**AUFGABENSTELLUNG:**
a - Geben Sie den Inhalt des Textauszugs in zwei Sätzen wieder.
b - Zitieren Sie aus dem Textauszug den gesamten Abschnitt von „Erst als der“ bis einschließlich „Volkstum Israels.“.
c - Beantworten Sie anhand des Textauszugs die folgenden Fragen:
(i) Was übersieht der Konstruktivismus?
(ii) Als was wird die Kirche bezeichnet?
(iii) Nach der Identität wovon wird im letzten Satz gefragt?

**QUELLTEXT:**
Erst im christlichen Glauben kommt der
hebräische bzw. der Septuagintatext zu seiner Wahrheit, wird er als
das offenbar, was er an sich schon immer war. Objektiv gesehen war er
immer schon das
Proömium für das Neue Testament. Der
Konstruktivismus übersieht dies Ansichsein des Textes, erfaßt aber,
daß das Ansichsein auch ein für uns offenbares Sein werden muß.
Erst als der Schleier von diesem Text entfernt worden war, wurde so
seine ganze Wahrheit offenbar. Wo weiter der Schleier über diesem
heiligen Text liegt, da entsteht die religiös-jüdische Lektüre und
so die jüdische Bibel. Die Heilsgeschichte Gottes mit der Menschheit
eröffnet Gott als partikulare Heilsgeschichte mit dem Volkstum der
Juden, und er vollendet sie durch die Universalheilge- schichte mit
der Kirche als dem wahren Volk Israels , nach dem Geist, wie Paulus
sagt zum Unterschied zum jüdischen Volk gemäß dem Fleisch, dem
Volkstum Israels.
Was ergibt sich daraus für die Frage
nach der Identität des Judeseins?

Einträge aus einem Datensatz
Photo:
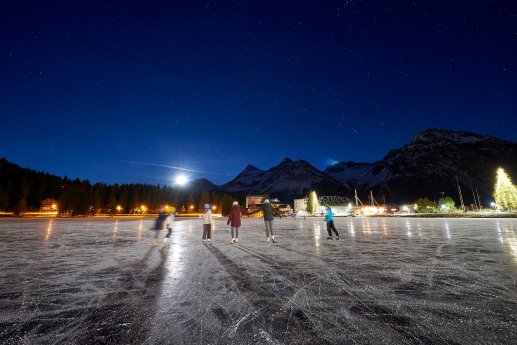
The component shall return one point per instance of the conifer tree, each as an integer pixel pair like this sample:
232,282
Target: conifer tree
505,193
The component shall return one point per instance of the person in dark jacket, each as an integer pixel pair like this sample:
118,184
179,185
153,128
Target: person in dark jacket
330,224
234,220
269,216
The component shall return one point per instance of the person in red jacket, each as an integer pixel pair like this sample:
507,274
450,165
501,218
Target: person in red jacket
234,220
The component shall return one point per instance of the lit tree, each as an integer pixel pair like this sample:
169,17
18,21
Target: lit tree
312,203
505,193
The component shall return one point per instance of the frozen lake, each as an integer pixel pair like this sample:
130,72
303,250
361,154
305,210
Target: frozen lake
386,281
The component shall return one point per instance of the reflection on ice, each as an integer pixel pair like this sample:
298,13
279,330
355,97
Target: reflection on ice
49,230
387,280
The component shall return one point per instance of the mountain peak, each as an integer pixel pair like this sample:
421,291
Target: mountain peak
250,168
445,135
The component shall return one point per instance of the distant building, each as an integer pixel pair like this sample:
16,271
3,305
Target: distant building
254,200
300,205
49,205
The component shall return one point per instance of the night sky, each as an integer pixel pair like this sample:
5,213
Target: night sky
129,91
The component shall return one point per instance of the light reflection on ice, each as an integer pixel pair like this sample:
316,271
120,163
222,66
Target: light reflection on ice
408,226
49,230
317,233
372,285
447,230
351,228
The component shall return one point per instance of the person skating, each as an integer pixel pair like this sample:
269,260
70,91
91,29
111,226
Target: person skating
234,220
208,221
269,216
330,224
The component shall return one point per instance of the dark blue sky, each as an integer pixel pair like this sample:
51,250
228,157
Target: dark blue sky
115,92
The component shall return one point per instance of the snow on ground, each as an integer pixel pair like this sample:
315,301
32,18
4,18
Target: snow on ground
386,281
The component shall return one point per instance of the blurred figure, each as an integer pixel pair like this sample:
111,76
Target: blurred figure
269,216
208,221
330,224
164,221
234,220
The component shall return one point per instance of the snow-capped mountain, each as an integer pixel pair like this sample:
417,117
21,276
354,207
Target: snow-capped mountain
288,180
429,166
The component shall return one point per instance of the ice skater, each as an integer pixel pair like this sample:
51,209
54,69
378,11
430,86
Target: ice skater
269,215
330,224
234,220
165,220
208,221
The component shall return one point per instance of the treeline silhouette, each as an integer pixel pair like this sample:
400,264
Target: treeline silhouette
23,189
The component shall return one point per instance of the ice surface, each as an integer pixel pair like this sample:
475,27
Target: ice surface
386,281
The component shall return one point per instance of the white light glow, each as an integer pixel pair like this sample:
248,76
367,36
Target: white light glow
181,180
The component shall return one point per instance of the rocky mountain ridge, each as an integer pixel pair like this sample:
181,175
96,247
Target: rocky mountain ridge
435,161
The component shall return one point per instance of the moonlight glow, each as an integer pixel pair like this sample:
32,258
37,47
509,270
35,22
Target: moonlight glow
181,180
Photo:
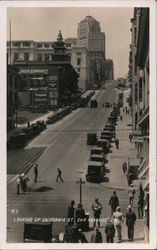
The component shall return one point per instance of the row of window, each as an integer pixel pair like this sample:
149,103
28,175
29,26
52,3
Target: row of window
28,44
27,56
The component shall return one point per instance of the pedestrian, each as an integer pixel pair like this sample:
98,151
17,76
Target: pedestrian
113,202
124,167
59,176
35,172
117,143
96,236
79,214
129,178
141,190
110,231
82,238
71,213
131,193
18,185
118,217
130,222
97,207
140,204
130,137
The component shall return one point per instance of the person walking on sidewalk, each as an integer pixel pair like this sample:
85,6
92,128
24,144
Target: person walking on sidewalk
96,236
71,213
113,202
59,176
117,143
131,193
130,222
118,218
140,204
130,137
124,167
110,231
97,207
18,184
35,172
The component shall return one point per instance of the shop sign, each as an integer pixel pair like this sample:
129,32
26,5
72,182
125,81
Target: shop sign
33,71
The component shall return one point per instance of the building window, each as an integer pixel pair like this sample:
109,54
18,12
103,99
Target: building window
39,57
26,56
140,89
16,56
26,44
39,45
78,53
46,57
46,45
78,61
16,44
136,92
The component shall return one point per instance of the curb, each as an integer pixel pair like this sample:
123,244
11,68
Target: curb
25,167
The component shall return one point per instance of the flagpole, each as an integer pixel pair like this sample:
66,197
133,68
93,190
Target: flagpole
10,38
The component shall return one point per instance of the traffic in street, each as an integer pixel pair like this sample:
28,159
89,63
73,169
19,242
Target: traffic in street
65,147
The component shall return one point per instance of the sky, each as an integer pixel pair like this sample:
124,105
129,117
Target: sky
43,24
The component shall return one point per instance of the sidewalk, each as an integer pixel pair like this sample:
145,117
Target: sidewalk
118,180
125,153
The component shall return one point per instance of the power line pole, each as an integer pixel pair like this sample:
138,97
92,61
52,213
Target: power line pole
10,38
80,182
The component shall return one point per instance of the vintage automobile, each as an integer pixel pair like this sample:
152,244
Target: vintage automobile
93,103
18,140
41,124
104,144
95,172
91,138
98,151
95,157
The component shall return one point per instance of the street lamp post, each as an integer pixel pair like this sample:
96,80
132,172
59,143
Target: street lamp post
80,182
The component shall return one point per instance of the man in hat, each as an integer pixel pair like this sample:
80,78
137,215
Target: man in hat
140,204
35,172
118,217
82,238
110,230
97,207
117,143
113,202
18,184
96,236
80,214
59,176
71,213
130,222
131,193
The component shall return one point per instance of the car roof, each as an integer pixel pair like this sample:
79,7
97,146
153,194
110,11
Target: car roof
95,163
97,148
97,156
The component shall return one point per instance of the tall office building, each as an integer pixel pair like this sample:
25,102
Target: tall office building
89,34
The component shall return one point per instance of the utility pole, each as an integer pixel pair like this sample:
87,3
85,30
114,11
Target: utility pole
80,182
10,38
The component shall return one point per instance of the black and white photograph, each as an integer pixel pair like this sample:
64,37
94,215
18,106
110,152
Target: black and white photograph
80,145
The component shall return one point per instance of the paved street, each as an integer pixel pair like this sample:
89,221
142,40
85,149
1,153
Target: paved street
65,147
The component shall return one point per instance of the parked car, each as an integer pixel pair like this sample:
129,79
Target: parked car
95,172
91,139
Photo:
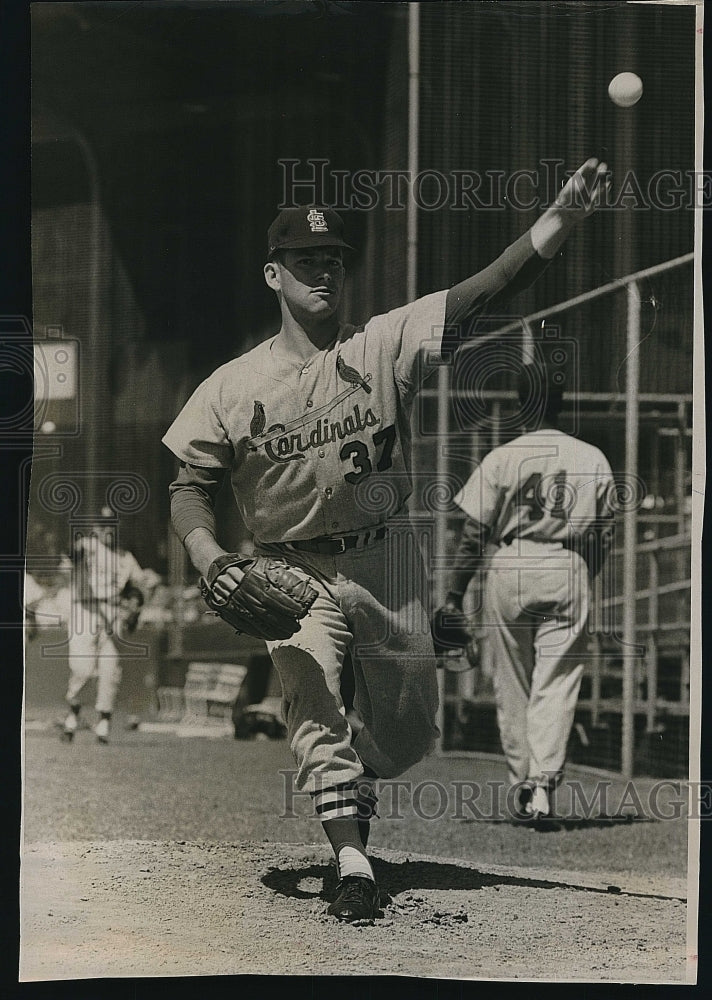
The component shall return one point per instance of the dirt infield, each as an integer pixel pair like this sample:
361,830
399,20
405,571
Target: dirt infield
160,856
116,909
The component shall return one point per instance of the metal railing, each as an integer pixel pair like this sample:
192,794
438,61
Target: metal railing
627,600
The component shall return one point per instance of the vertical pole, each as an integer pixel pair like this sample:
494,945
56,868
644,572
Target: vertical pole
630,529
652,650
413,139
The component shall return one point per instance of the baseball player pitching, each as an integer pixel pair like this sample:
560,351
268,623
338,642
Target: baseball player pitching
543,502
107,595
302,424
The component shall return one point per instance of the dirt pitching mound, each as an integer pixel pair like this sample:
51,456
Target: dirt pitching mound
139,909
---
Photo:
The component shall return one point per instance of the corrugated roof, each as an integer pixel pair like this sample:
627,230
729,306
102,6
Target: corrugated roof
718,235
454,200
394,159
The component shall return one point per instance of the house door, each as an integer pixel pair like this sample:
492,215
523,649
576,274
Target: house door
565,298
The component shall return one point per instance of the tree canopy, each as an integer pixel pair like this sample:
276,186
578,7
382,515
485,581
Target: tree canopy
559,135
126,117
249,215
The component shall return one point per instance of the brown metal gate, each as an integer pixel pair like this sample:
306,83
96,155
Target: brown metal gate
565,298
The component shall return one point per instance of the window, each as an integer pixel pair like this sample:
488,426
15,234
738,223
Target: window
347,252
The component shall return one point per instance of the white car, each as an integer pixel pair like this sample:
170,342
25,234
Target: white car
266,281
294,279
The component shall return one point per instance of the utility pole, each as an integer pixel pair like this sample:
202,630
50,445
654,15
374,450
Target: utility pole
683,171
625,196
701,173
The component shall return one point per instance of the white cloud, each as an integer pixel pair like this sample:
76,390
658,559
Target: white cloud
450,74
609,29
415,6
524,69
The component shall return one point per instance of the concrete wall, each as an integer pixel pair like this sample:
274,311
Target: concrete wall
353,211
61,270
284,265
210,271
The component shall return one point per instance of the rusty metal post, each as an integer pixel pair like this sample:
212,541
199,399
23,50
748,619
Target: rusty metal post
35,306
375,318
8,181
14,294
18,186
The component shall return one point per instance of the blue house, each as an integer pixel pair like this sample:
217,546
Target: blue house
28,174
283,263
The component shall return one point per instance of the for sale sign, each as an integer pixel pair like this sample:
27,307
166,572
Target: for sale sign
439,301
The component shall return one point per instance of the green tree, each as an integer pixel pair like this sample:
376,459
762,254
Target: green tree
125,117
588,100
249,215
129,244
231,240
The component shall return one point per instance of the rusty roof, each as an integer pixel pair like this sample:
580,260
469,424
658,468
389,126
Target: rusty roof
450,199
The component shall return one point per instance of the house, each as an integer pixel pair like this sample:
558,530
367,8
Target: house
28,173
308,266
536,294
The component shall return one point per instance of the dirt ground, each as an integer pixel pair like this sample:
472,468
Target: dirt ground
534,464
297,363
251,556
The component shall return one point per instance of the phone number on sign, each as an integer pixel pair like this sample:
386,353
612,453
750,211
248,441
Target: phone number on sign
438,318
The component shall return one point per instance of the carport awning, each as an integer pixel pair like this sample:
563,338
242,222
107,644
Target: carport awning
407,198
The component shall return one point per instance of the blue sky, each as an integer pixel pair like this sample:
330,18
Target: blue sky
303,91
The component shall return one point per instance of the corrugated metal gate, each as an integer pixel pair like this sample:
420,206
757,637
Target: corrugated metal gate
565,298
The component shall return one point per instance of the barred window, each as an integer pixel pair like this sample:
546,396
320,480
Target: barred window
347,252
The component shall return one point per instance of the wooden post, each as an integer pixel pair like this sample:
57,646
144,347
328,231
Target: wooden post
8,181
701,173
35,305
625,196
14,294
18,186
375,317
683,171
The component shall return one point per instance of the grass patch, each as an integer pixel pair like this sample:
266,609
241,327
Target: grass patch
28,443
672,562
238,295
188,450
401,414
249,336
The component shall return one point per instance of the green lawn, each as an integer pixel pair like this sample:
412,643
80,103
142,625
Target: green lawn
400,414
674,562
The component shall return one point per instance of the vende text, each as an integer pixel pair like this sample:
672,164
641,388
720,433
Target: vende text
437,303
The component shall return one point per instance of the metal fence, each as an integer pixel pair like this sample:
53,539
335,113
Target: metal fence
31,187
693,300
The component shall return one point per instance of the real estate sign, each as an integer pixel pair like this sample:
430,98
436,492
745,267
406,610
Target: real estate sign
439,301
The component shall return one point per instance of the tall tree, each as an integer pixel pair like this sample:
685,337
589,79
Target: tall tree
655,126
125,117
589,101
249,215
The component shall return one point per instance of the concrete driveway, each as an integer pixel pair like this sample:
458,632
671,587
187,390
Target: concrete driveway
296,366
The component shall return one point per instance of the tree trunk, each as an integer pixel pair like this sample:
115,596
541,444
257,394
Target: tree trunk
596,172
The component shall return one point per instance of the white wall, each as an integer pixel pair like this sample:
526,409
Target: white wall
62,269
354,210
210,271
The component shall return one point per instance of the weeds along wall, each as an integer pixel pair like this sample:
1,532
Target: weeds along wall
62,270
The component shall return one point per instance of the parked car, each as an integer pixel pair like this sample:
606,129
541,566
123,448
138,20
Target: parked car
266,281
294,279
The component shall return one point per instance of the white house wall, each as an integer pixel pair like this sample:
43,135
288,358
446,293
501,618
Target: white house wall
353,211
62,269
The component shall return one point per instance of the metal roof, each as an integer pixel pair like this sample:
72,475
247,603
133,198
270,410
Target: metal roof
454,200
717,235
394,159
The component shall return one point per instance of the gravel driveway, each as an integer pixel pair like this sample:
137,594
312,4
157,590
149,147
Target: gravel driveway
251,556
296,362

**ANTWORTEN:**
a - Der Textauszug vertritt die Auffassung, dass der hebräische bzw. der Septuagintatext erst im christlichen Glauben zu seiner Wahrheit komme und objektiv immer schon das Proömium für das Neue Testament gewesen sei. Wo der Schleier weiter über diesem Text liege, entstehe die religiös-jüdische Lektüre und so die jüdische Bibel, während Gott die Heilsgeschichte mit dem Volkstum der Juden eröffne und sie durch die Universalheilsgeschichte mit der Kirche als dem wahren Volk Israels nach dem Geist vollende.

b -
Erst als der Schleier von diesem Text entfernt worden war, wurde so
seine ganze Wahrheit offenbar. Wo weiter der Schleier über diesem
heiligen Text liegt, da entsteht die religiös-jüdische Lektüre und
so die jüdische Bibel. Die Heilsgeschichte Gottes mit der Menschheit
eröffnet Gott als partikulare Heilsgeschichte mit dem Volkstum der
Juden, und er vollendet sie durch die Universalheilge- schichte mit
der Kirche als dem wahren Volk Israels , nach dem Geist, wie Paulus
sagt zum Unterschied zum jüdischen Volk gemäß dem Fleisch, dem
Volkstum Israels.

c -
(i) Das Ansichsein des Textes.
(ii) Als das wahre Volk Israels nach dem Geist.
(iii) Nach der Identität des Judeseins.